(OBJECTIVE A):
From the first line of the listing through the line holding "x=669 y=450", inclusive, replace every "tent" with "shelter" and leave everything else unchanged. Return only those lines.

113rd Auction

2025/11/8

Lot 110

Hans Jendritzki

An obelisk shaped precision regulator in museum-like quality, with electric winding, "upside down" detached escapement, Riefler pendulum and gear train by Strasser and Rohde, assembled by Hans Jendritzki, teacher at the watchmaking school in Hamburg. Hans Jendritzki's extensive expertise, his exceptional engineering capabilities and superior horological craftsmanship are perfectly embodied in this precision wall regulator. Very likely this is his own clock.

Sold

estimated
2.0008.000 €
Price realized
6.900 €
specific features
Case
Mahogany, glazed front door. The case was crafted by master carpenter Carl Naefcke in Hamburg-Sasel.
Dial
Silvered chapter ring, inlaid radial Roman numerals, silvered dial for auxiliary seconds, blued skeleton hands.
Movement
Brass movement, "upside down" detached Graham escapement, Invar compensation pendulum - type K, no. 3566, DRP no. 100870 (delivered to Bürk company), aneorid (later).
Diam.1520 mm
Circa1976
Ctry.Germany


The detached Graham escapement is visible behind the very delicate seconds dial. The pallets are provided with special holes for better oil retention. When triggered, the anchor is rotated in a plate-spring joint, whose impulse is transferred directly to the pendulum. The anchor and pendulum spring form a single unit here.

(Location identification entries)
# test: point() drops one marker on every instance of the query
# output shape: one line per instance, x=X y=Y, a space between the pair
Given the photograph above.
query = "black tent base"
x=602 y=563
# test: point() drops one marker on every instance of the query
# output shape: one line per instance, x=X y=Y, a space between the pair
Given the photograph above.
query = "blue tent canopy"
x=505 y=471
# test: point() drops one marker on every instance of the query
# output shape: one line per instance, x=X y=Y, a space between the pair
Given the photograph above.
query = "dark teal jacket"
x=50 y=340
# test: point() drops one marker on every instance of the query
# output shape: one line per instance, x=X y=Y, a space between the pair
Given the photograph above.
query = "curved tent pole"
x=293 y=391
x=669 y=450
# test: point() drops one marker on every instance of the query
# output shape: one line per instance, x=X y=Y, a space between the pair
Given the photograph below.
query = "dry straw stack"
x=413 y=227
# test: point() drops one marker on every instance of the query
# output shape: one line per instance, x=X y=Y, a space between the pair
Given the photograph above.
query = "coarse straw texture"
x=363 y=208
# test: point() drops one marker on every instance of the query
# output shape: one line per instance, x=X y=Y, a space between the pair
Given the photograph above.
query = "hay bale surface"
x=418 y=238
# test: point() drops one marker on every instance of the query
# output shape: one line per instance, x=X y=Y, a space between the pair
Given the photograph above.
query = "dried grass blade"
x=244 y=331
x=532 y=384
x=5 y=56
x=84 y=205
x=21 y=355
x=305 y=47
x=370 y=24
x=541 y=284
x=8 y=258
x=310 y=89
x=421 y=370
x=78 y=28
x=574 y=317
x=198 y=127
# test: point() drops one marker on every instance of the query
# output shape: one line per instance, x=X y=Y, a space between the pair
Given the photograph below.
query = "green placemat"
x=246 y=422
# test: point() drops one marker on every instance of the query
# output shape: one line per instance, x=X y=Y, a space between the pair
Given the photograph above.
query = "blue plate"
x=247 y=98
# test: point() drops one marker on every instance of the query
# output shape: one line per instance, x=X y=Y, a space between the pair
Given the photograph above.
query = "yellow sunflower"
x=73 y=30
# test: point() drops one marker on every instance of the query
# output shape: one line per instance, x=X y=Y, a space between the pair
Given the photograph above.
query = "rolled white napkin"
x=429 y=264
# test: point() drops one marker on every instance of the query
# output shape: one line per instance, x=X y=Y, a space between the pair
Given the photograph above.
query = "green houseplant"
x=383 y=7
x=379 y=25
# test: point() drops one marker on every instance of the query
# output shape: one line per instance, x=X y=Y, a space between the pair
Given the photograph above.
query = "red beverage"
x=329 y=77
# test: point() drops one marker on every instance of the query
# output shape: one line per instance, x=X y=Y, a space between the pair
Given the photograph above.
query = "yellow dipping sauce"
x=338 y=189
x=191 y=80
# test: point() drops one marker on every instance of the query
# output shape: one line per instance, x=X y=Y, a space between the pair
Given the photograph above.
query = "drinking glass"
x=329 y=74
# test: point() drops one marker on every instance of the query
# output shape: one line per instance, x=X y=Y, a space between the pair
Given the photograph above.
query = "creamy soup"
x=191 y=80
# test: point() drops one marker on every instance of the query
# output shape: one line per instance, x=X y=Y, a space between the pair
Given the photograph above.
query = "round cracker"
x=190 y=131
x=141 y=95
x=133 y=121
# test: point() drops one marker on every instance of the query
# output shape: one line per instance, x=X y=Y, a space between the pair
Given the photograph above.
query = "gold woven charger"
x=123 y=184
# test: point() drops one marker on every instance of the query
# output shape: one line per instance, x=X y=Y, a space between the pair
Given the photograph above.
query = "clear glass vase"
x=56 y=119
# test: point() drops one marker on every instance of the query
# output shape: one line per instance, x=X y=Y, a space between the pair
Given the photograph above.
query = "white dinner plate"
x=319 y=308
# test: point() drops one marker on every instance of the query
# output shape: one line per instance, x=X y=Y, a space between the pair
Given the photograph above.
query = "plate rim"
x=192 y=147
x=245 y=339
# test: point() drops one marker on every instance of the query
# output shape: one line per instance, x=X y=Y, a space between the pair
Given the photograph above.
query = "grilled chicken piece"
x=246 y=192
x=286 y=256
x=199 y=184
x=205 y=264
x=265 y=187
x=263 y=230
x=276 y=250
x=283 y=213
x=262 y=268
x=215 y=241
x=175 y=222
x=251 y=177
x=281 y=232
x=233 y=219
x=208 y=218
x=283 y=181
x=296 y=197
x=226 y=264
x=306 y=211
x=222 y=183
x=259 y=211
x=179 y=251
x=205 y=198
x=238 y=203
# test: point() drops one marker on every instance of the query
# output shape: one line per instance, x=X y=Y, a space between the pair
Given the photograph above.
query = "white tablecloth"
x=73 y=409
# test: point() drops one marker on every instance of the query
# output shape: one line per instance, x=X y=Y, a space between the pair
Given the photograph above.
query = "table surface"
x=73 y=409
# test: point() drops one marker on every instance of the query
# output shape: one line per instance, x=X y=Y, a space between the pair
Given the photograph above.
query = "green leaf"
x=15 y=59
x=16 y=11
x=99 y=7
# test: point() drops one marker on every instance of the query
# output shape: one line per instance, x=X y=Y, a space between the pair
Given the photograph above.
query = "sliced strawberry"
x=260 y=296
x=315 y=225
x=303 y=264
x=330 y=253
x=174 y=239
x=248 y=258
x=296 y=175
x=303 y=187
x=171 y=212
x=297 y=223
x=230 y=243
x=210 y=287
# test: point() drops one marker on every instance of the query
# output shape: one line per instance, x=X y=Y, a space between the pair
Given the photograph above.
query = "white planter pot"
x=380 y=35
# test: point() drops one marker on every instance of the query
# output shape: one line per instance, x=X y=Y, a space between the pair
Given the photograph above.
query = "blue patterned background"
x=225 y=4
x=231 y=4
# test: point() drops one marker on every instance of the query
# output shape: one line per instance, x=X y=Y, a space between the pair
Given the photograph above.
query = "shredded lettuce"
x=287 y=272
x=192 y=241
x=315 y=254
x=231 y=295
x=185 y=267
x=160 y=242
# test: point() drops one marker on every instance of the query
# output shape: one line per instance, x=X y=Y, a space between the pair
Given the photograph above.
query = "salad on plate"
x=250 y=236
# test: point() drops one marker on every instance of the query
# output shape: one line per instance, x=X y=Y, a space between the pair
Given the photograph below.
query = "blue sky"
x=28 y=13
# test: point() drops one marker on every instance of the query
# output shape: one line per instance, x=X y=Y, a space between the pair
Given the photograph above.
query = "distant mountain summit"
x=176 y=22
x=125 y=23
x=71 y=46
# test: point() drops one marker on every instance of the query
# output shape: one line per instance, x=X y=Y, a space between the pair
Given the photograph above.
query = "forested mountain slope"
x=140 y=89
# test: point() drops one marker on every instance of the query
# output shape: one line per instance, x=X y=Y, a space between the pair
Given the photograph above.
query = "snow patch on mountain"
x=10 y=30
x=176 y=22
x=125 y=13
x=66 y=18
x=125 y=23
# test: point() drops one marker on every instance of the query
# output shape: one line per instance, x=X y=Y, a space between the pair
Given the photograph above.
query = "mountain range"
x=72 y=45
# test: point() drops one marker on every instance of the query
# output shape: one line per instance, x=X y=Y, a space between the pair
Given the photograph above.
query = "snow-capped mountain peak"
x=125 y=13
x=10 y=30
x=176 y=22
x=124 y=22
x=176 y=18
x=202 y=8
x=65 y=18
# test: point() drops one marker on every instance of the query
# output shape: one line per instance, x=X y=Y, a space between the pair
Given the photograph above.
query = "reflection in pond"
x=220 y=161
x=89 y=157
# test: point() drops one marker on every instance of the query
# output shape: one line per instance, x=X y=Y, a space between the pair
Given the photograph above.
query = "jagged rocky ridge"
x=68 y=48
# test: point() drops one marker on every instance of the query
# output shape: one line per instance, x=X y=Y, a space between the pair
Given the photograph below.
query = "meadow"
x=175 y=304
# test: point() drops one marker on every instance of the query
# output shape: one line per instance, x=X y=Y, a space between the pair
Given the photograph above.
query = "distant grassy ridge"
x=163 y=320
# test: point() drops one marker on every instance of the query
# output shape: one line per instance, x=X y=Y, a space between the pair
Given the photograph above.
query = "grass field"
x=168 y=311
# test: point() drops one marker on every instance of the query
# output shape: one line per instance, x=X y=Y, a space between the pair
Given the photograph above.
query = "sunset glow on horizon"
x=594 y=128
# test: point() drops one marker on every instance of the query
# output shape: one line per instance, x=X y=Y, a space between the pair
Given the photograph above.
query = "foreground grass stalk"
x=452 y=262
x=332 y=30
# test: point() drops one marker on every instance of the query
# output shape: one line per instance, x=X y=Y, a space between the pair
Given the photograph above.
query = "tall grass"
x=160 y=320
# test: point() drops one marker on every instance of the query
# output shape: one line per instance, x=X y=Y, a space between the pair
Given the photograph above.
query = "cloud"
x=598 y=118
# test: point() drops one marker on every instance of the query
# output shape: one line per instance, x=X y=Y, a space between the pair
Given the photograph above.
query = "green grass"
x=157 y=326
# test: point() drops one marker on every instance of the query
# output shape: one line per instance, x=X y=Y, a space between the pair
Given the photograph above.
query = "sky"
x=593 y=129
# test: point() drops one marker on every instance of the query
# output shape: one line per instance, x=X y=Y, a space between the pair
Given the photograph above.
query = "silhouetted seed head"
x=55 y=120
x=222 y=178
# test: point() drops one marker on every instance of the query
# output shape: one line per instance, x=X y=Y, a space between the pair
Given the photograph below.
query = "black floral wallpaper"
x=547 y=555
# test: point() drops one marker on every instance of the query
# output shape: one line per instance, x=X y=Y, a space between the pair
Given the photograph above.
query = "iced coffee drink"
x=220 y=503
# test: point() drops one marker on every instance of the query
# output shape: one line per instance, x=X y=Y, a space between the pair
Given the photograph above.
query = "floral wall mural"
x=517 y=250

(OBJECTIVE B):
Copy the passage of the regulator description between "113rd Auction" and "his own clock.", inclusive.

(TASK RESULT A):
# test: point() drops one marker on every instance of the query
# output shape: one line per instance, x=X y=Y, a space between the pair
Given the photograph above.
query = "black shelter base"
x=602 y=563
# test: point() drops one marker on every instance of the query
# output shape: one line per instance, x=X y=Y, a space between the pair
Given the photograph above.
query = "blue shelter canopy"
x=505 y=471
# test: point() drops one marker on every instance of the query
# output shape: one line per instance, x=X y=Y, a space between the pair
Given the photograph above.
query = "dark teal jacket"
x=50 y=340
# test: point() drops one marker on every instance of the query
# output shape: one line per instance, x=X y=Y, a space between the pair
Given the photograph above.
query = "curved shelter pole"
x=293 y=391
x=669 y=450

(TASK RESULT B):
113rd Auction

2025/11/8

Lot 110

Hans Jendritzki

An obelisk shaped precision regulator in museum-like quality, with electric winding, "upside down" detached escapement, Riefler pendulum and gear train by Strasser and Rohde, assembled by Hans Jendritzki, teacher at the watchmaking school in Hamburg. Hans Jendritzki's extensive expertise, his exceptional engineering capabilities and superior horological craftsmanship are perfectly embodied in this precision wall regulator. Very likely this is his own clock.